>> start AVAILABLE RECORDS

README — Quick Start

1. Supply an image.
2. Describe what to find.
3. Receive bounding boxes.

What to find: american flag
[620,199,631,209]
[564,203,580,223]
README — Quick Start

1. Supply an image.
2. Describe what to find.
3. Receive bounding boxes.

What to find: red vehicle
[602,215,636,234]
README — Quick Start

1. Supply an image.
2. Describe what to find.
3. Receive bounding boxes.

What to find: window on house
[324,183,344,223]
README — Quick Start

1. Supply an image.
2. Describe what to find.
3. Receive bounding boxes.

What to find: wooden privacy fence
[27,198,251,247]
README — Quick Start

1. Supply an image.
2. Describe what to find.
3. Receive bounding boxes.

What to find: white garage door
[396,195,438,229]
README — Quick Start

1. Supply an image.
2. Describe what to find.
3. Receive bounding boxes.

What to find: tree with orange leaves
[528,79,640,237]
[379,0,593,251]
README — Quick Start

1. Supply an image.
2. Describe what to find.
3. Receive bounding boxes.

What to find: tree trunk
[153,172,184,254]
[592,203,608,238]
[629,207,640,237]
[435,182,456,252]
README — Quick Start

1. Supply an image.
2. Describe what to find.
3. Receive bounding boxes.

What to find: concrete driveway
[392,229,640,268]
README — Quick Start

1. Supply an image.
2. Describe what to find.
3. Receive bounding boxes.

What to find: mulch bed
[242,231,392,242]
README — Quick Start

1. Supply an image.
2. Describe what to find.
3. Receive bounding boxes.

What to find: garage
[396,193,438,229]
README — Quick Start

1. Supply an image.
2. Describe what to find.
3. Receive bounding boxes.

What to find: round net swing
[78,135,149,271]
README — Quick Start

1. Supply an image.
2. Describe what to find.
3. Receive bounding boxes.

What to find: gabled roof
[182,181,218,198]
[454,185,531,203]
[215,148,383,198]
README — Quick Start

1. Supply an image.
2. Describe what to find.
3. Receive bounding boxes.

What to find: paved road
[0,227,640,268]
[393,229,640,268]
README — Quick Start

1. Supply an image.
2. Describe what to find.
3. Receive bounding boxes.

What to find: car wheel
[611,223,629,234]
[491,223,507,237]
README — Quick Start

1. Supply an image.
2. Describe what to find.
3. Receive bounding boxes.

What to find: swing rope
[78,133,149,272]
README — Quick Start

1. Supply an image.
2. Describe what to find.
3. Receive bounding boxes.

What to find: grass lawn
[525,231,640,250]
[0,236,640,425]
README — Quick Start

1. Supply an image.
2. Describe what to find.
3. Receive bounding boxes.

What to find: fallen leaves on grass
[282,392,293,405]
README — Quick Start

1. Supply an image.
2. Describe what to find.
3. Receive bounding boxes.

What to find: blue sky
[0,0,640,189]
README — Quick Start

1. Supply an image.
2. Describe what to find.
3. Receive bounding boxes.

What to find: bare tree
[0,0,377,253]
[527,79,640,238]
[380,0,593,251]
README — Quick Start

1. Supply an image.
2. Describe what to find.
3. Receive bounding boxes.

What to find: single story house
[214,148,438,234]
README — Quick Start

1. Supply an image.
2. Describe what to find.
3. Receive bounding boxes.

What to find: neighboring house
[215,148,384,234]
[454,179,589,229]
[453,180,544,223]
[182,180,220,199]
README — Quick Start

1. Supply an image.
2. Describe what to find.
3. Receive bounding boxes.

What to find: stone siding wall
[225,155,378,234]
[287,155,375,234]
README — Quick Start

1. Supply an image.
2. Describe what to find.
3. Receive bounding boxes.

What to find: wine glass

>> end AVAILABLE RECORDS

▶ _WORK INSTRUCTIONS_
Every entry should be output exactly as written, please.

▶ _RIGHT ANSWER_
README — Quick Start

1. Supply an image.
2. Describe what to find.
3. Receive bounding boxes.

What to find: american flag
[620,199,631,209]
[564,203,580,223]
README — Quick Start

1. Supply an image.
2. Describe what to find.
3. Receive bounding boxes.

What to find: red vehicle
[602,215,636,234]
README — Quick Start

1. Supply an image.
2. Describe what to find.
3. Receive bounding boxes.

What to find: window on house
[324,183,344,223]
README — Quick Start

1. Supply an image.
2. Describe what to find.
3. Receive bounding boxes.

What to find: wooden privacy fence
[27,198,251,247]
README — Quick Start

1. Supply an image.
2. Describe what to find.
3. Receive bounding boxes.

What to find: white garage door
[396,195,438,229]
README — Quick Start

1. Supply an image.
2. Describe what to find.
3. Receive bounding boxes.

What to find: tree with orange leaves
[528,79,640,237]
[379,0,593,251]
README — Quick Start

1. Supply an image.
2. Describe what to find.
3. Receive bounding boxes.

What to find: tree trunk
[153,172,184,254]
[592,203,608,238]
[629,207,640,237]
[435,182,456,252]
README — Quick Start

1. Supply an image.
2. Describe what to find.
3. Receive bounding boxes.

What to find: concrete driveway
[392,229,640,268]
README — Quick Start

1. Supply an image.
2. Describe what to find.
3. Receive bounding boxes.

What to find: mulch bed
[242,231,392,242]
README — Quick Start

1. Supply an image.
2. Describe what to find.
3. Receive bounding boxes.

What to find: garage
[396,193,438,229]
README — Quick Start

1. Supply an image.
2. Describe what to find.
3. Receive bounding boxes.

What to find: round net swing
[78,135,149,271]
README — Quick Start

1. Supply an image.
2. Describe what to find.
3. Receive bounding boxes.

What to find: gabled roof
[182,181,218,198]
[454,185,531,203]
[215,148,383,198]
README — Quick Start

1. Supply an image.
2. Describe what to find.
3. Receive bounding boxes.

What to find: paved road
[0,227,640,268]
[393,229,640,268]
README — Quick Start

1. Supply an image.
2. Describe what to find.
3. Receive bounding boxes.

What to find: car wheel
[611,223,629,234]
[491,223,507,237]
README — Quick Start

1. Supply an image.
2. Describe what to find.
3. Receive bounding boxes.

What to find: swing rope
[78,133,149,272]
README — Quick Start

1. Supply an image.
2. Describe what to find.
3. Receive bounding boxes.

What to find: grass lawn
[525,231,640,250]
[0,236,640,425]
README — Quick Start

1. Supply an image.
2. Describe what to find.
3. Receive bounding boxes.

What to find: fallen leaves on grass
[282,392,293,405]
README — Quick Start

1. Supply an image.
2. Describe what to find.
3. Receive bounding boxes.

What to find: blue sky
[0,0,640,189]
README — Quick Start

1. Supply an image.
2. Describe what to find.
3. Receive bounding boxes.

What to find: bare tree
[0,0,377,253]
[527,79,640,238]
[380,0,593,251]
README — Quick Start

1. Supply an image.
2. Describe what to find.
3. Receive bounding boxes.

What to find: single story house
[214,148,438,234]
README — Quick Start

1. Supply an image.
2. Describe what to find.
3. Receive bounding boxes.

What to find: neighboring house
[215,148,384,234]
[454,179,589,229]
[453,180,544,223]
[182,180,220,199]
README — Quick Start

1. Supply an image.
2. Describe what to find.
3. Receive bounding boxes.

What to find: stone siding wall
[225,155,378,234]
[287,155,375,234]
README — Quick Start

1. Supply an image.
2. Describe what to find.
3. Receive bounding boxes.

What to find: wine glass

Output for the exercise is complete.